Verilen görev 1: Aşağıdaki satırlardan "reel" dizgisini içerenlerin hepsini listele. Büyük-küçük harf ayrımı dikkate alınmalı.

Marmara ve Avşa’da İki Ayrı Gün
Son üç ay içinde Marmara’nın ortasındaki adalar olarak bilinen Marmara takımadalarına iki kez gittim. İlkinde, Nisan sonunda, bu adaların en büyüğü ve merkezi Marmara Adası’na, ikincisinde de Eylül başında Avşa Adası’na. Her ikisi de Marmara Adaları Belediyesi’yle, bu adaların son yıllarda yürüttüğü çok sayıda projeyle öne çıkan sivil toplum kuruluşu Galimi- Çınarlı Derneği’nin işbirliği içinde düzenledikleri turizm toplantılarına konuşmacı olarak davet edilmemle gerçekleşti. Marmara Adası’na 1979 yılında gitmiştim ilk olarak. Yani iki seyahat arasında 45 yıldan fazla zaman geçmiş. Her iki adada da, 'adalar turizminin dünü, bugünü ve yarını' üzerine idi konuşma başlığı. 45 yıl da, turizm açısından bir tarih sayılabilir. Ama ben, 19. yüzyıl sonlarından alıp, bugüne getirdiğim neredeyse 150 yıllık bir geçmişi ele aldım. Bilenler bilir, resort turizm aslında İstanbul’da ve spesifik olarak da İstanbul Adaları’nda başladı. Buna deniz-kum-güneş turizmi de diyebiliriz. İstanbul’un ilk plajları İstanbul’un güney kıyılarıyla birlikte Adalar’da açıldı. Büyükada Yörük Ali (eski adıyla Yorgoli) en eskilerinden sayılır ve hala aktif. Yine İstanbul’un en eski resort otelleri de İstanbul Adalar’ında faaliyette.

(Bir satır dizisi)
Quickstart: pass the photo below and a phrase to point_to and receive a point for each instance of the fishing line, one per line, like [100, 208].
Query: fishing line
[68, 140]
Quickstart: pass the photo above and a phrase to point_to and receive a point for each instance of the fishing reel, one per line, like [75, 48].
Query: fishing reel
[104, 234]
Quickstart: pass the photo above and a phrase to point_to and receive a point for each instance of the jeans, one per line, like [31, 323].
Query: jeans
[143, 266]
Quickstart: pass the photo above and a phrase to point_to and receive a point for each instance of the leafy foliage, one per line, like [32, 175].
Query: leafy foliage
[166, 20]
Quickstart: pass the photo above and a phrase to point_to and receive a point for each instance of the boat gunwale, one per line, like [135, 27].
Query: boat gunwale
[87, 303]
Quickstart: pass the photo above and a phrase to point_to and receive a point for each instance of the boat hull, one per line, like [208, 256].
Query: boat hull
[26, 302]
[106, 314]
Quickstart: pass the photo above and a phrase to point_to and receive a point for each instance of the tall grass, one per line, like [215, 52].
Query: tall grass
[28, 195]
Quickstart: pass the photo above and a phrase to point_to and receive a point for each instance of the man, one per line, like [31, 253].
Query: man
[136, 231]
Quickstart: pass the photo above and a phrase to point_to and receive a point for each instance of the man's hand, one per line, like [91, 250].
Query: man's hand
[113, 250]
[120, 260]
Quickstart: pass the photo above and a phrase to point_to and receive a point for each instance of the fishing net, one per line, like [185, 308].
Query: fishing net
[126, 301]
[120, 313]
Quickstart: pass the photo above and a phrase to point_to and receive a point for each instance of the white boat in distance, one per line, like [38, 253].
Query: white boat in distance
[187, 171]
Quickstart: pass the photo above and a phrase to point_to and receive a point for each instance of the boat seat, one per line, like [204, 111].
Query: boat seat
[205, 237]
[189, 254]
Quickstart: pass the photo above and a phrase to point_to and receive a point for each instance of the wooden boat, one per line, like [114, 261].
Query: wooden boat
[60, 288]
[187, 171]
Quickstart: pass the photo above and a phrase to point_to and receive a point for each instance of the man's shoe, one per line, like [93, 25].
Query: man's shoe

Verilen görev 2: Makaleye göre İstanbul'un ilk plajları nerede açılmış?

Eksiksiz yanıt 1:
Quickstart: pass the photo above and a phrase to point_to and receive a point for each instance of the fishing reel, one per line, like [75, 48].
Query: fishing reel

Eksiksiz yanıt 2: İstanbul'un güney kıyılarıyla birlikte Adalar'da.